EXERCISE: Search the records below for the line containing "Report one point per instance of the harvester header". Write out that line and every line after it exactly as written.

SUPPLIED MATERIAL:
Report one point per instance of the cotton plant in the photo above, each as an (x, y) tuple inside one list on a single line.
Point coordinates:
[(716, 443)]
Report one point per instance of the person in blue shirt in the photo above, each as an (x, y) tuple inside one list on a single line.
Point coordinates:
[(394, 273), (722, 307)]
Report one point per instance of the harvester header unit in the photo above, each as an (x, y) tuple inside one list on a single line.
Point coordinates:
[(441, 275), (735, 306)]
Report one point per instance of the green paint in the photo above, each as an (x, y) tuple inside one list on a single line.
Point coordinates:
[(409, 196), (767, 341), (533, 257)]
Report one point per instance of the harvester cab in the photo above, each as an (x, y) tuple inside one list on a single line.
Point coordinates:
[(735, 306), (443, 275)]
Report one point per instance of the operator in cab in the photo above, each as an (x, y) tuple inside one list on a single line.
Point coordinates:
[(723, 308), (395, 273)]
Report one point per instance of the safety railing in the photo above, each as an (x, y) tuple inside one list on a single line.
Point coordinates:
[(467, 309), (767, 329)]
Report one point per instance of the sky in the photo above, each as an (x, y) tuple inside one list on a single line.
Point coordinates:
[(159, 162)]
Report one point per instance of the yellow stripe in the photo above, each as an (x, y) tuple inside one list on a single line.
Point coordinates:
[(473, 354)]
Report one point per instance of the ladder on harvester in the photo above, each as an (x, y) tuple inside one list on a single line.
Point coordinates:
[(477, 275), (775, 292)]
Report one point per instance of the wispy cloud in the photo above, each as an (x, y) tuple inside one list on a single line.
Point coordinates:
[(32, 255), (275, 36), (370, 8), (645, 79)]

ANSWER SECTION:
Report one point per instance of the harvester header unit in the photo above, each as an (x, y) tuple inside one list on a single line.
Point coordinates:
[(441, 275), (735, 306)]
Report one point per instance of the green paint in the photo above, each as an (x, y) tuple inside one list on a single line.
Point coordinates:
[(409, 196), (767, 341), (533, 257)]
Report one point per instance of the harvester cab in the photo above, each as an (x, y) tuple inside one list on a single line.
Point coordinates:
[(735, 306), (443, 275)]
Report one point per instance of the operator in cab in the photo above, each as an (x, y) tuple inside one list on a single line.
Point coordinates:
[(723, 308), (395, 273)]
Report one point per instance of the safety railing in the photo above, each as an (x, y) tuple inside one list on a single line.
Point coordinates:
[(467, 309), (767, 329)]
Report one point per instance of the sky in the photo above, each as an (x, y) tuple inside one list on a single line.
Point coordinates:
[(159, 162)]
Report one point per instance of the yellow stripe in the photo above, each as an (x, y) tuple inside one list on a single line.
Point coordinates:
[(473, 354)]
Report one point per instance of the ladder on harvester in the photo above, each as an (x, y) tuple inside one list on a single line.
Point coordinates:
[(477, 275), (775, 292)]
Report one point per instance of the wispy cloud in the photo above, each as an (x, y) tuple inside one list on a single line.
Point coordinates:
[(32, 255), (275, 36), (370, 8), (645, 79)]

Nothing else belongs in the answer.